Data to use
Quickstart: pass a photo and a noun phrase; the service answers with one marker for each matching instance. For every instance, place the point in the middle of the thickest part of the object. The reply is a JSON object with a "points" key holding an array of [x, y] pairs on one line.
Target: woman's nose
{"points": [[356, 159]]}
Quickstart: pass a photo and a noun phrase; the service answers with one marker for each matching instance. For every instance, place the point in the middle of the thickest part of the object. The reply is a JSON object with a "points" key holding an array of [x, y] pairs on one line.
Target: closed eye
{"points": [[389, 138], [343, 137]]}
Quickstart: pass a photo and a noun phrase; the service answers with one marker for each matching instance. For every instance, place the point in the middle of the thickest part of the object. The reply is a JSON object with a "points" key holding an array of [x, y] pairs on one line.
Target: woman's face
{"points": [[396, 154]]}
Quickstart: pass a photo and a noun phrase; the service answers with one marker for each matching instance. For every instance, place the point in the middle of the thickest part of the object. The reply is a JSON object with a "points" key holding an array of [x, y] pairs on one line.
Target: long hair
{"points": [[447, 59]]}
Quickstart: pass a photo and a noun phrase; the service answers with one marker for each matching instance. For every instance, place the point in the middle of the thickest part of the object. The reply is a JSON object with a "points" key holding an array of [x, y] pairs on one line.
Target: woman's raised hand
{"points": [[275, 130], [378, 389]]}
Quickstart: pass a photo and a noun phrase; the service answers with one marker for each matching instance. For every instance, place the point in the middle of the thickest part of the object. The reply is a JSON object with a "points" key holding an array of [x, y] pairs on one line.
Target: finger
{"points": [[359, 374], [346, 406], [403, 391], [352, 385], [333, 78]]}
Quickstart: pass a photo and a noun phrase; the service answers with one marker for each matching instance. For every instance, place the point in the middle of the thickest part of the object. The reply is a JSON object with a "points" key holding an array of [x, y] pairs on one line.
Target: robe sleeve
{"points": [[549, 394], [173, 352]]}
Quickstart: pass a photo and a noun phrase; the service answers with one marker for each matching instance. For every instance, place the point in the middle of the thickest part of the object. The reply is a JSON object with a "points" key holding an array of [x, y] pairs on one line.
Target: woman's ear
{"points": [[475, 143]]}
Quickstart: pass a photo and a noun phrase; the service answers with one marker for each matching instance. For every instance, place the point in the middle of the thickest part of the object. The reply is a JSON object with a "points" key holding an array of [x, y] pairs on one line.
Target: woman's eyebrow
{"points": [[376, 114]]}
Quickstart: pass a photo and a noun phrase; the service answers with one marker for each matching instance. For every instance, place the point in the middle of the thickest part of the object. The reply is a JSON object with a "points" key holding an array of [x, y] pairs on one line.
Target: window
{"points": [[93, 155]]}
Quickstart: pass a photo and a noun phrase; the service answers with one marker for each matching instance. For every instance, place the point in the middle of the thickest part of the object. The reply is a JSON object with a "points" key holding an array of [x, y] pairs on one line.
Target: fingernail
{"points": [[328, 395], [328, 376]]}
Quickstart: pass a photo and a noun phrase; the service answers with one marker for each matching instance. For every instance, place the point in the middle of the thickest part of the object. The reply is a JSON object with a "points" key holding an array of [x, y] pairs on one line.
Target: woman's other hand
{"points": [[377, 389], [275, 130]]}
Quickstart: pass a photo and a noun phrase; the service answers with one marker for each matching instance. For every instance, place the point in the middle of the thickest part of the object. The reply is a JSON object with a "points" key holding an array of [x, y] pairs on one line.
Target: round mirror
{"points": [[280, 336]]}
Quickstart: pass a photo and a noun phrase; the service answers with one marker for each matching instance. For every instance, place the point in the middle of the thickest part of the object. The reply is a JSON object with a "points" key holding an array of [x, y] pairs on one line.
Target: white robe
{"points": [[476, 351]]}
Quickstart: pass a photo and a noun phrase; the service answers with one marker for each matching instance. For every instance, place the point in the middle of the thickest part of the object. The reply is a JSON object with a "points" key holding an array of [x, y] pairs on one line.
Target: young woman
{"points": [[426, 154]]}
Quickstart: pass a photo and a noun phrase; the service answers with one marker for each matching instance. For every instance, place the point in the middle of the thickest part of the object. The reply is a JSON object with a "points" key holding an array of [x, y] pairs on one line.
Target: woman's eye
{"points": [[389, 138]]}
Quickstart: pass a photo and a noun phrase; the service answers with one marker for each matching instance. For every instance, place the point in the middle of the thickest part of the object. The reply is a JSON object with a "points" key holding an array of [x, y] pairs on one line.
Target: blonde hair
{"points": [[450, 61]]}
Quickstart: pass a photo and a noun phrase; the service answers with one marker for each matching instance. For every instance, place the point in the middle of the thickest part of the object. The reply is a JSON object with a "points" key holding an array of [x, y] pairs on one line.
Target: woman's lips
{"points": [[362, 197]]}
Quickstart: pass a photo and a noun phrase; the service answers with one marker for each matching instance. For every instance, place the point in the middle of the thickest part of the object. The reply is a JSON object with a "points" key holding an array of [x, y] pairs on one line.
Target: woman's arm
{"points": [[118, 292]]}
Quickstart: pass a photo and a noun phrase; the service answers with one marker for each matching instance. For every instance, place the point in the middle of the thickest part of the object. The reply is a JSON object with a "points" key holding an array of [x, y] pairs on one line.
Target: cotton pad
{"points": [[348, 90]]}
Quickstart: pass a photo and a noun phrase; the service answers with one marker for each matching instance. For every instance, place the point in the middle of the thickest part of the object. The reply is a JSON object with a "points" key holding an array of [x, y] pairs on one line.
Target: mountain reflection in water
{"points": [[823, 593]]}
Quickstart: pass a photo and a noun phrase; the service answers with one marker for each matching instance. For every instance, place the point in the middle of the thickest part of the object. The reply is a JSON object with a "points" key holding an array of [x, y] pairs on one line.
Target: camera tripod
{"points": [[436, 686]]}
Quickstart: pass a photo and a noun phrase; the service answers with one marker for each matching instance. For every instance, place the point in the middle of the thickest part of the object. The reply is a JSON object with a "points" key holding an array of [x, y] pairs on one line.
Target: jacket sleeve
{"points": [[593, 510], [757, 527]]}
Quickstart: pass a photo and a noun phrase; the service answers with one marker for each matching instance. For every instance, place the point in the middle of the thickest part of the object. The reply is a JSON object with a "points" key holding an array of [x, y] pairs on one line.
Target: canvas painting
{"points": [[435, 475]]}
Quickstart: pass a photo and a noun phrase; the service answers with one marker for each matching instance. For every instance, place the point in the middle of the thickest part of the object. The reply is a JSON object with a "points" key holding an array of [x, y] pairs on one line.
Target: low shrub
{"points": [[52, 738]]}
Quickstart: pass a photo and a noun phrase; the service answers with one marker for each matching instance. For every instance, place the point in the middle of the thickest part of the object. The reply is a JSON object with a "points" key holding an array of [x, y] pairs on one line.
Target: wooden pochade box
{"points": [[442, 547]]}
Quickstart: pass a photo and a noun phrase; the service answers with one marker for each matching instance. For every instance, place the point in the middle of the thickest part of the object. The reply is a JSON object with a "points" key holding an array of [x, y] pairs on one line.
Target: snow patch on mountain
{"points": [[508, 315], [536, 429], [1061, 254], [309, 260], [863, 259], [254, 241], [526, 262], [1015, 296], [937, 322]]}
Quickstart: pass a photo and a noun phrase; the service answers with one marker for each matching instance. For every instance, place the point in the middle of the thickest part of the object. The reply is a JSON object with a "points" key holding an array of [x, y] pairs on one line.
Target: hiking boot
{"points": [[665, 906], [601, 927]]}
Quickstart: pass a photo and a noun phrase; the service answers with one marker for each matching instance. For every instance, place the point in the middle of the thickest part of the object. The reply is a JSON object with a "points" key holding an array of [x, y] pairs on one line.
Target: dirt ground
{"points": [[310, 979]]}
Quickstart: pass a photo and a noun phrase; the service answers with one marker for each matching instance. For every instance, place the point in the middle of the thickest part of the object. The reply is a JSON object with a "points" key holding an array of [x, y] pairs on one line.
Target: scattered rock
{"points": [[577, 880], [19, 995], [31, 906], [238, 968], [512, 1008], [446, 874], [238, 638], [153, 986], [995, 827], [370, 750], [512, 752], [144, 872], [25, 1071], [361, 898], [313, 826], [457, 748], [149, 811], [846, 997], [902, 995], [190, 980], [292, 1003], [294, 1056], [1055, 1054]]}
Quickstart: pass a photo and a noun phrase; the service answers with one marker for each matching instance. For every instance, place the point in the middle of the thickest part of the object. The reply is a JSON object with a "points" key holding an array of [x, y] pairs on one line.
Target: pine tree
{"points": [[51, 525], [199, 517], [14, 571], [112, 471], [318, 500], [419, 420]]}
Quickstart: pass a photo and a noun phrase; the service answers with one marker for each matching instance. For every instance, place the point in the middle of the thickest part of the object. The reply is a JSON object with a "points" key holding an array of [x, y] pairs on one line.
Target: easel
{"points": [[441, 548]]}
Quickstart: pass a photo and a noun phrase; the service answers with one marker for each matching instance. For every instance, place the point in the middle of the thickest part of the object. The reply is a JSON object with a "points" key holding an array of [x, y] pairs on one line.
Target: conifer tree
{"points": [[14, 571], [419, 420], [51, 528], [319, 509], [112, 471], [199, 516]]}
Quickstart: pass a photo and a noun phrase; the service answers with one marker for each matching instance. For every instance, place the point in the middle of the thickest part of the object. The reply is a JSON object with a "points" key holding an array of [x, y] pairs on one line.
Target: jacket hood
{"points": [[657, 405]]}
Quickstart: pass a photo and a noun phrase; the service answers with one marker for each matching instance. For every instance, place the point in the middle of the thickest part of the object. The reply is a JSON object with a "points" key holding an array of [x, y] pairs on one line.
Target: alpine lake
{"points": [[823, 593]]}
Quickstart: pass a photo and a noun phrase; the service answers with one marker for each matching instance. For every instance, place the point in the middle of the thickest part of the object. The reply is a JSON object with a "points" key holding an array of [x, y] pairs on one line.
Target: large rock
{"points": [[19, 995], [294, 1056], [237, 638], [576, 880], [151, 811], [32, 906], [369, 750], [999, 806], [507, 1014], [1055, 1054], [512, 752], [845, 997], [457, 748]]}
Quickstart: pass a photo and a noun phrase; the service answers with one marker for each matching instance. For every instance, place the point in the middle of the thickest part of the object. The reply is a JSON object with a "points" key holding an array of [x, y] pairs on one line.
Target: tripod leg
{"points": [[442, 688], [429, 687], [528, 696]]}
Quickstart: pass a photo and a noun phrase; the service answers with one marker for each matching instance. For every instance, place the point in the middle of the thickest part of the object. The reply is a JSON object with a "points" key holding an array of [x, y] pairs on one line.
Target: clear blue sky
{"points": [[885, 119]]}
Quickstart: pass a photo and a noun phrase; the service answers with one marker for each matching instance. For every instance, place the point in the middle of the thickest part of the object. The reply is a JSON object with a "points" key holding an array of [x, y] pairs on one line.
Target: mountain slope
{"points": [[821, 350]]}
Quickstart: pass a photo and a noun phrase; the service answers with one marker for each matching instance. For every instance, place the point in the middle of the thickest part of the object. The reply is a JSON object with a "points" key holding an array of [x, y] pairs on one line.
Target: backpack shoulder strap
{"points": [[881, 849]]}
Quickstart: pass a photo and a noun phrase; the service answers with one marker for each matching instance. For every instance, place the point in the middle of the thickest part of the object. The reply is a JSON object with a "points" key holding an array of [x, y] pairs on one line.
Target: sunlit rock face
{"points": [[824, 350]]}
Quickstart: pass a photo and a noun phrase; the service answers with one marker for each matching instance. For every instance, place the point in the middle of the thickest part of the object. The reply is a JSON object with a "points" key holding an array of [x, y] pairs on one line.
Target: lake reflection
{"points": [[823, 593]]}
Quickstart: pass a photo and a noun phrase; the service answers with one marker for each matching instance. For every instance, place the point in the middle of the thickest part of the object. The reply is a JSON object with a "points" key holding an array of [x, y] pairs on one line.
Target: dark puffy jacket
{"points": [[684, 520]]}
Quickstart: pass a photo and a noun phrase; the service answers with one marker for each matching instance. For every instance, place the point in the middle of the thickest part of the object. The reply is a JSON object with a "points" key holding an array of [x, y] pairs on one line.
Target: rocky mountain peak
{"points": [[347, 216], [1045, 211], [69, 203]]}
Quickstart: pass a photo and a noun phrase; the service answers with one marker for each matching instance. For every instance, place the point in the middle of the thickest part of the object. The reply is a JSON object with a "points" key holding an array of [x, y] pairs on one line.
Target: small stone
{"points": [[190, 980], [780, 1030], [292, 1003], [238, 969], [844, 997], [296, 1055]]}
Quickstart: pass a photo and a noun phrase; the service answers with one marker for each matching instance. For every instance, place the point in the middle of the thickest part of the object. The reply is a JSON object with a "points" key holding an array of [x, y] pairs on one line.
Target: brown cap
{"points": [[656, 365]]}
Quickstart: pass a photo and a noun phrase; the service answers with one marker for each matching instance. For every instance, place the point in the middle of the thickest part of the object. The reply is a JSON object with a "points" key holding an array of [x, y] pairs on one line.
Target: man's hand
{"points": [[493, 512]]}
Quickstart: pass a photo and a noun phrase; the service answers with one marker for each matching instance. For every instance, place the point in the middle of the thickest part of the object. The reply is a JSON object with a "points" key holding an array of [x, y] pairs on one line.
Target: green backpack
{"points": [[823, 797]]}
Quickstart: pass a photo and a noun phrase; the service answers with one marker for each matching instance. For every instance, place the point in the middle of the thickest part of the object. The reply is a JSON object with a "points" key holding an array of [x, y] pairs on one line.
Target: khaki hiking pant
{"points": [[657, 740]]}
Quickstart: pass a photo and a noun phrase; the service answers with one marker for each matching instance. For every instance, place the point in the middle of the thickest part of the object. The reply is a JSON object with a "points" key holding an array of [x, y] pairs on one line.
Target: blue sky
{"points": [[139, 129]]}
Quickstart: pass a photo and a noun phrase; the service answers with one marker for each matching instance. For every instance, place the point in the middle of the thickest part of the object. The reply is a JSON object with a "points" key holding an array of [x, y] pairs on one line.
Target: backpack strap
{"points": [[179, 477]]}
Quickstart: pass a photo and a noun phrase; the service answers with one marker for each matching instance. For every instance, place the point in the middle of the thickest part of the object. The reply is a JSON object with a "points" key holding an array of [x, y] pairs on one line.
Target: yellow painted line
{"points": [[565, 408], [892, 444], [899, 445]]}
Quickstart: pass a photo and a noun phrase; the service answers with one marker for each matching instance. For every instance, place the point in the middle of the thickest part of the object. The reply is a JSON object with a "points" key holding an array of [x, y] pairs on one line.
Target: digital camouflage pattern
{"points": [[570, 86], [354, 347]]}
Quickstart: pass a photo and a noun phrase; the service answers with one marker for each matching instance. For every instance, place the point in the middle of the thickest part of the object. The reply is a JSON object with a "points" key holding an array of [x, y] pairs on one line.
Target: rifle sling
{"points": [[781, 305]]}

Request
Which lines of the items above contain the word "hand"? Gather every one of them in full. Case counts.

Exercise output
Target: woman's raised hand
Target: woman's other hand
Target: man's hand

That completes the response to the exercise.